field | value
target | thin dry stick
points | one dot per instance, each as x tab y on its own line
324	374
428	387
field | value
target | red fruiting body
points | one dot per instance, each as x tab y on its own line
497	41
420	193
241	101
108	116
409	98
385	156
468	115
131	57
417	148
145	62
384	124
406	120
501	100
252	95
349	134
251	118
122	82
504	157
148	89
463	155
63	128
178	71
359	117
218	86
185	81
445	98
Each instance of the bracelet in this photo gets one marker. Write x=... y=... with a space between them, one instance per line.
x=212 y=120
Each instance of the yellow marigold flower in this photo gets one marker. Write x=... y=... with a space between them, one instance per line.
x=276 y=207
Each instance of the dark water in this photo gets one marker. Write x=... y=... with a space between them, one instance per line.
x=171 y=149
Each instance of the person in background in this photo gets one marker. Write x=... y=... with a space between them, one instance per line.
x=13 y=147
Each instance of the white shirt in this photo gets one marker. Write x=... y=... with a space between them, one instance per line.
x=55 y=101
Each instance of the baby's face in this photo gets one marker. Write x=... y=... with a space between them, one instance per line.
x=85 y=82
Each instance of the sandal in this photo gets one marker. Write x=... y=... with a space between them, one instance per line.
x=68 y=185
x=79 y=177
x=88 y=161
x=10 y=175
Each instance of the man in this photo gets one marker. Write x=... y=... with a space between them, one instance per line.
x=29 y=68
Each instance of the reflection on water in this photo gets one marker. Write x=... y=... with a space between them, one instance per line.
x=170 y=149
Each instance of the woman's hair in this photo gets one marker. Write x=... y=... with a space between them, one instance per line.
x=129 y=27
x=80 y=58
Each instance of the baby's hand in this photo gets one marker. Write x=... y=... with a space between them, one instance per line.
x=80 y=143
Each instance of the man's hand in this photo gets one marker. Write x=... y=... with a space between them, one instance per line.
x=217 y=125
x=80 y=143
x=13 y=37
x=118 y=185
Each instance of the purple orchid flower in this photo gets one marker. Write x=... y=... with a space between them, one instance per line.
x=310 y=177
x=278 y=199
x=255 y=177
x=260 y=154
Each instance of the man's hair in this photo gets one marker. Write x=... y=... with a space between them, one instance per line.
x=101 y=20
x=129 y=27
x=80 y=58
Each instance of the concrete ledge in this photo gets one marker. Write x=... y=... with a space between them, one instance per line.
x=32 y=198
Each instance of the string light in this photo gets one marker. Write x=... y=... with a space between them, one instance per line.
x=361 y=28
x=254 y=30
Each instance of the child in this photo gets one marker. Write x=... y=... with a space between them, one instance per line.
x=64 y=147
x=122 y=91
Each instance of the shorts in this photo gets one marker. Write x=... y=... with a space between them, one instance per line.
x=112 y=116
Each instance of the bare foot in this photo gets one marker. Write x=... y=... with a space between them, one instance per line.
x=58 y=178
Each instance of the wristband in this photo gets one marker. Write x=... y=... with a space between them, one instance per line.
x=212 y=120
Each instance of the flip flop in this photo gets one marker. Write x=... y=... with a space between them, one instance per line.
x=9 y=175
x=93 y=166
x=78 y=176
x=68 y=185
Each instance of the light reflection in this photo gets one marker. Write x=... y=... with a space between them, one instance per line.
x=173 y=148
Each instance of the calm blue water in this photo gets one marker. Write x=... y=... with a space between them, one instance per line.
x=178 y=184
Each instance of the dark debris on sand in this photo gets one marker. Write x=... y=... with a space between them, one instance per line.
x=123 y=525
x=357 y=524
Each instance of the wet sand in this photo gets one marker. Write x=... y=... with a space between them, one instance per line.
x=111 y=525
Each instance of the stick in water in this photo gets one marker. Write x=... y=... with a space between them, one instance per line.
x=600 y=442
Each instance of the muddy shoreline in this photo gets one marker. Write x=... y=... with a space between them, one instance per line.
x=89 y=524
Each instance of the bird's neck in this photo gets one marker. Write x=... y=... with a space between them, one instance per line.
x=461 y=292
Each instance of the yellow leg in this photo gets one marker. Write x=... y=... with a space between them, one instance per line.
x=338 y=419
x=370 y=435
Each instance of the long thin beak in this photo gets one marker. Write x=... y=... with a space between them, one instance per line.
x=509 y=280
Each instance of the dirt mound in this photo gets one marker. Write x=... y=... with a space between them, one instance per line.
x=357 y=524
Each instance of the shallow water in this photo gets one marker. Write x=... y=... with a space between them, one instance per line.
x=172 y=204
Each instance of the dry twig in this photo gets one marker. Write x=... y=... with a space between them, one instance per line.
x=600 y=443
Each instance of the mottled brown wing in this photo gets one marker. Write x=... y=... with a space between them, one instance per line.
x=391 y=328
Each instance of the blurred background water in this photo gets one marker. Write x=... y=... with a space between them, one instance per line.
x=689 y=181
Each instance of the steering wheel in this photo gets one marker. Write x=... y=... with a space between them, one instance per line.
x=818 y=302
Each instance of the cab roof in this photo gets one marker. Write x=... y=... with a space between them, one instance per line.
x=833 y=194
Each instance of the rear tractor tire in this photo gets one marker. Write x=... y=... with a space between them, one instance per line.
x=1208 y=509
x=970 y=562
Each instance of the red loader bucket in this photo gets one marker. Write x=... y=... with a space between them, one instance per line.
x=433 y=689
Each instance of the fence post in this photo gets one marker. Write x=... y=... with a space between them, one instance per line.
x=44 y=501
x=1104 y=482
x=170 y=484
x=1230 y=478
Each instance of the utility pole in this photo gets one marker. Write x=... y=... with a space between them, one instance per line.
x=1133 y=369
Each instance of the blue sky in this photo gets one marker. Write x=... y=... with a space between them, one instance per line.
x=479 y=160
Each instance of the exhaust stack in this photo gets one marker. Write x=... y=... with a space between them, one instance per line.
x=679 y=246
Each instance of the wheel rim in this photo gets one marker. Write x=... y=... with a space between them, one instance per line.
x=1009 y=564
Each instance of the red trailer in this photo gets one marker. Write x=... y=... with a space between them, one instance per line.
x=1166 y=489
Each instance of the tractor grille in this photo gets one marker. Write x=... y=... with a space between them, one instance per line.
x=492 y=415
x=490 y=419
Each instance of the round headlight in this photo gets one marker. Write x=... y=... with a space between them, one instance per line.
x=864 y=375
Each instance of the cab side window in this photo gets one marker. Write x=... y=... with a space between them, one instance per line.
■ ■ ■
WORK TO COMPLETE: Your answer should be only a number: how many lines of the data above contain the string "target"?

ANSWER SECTION: 2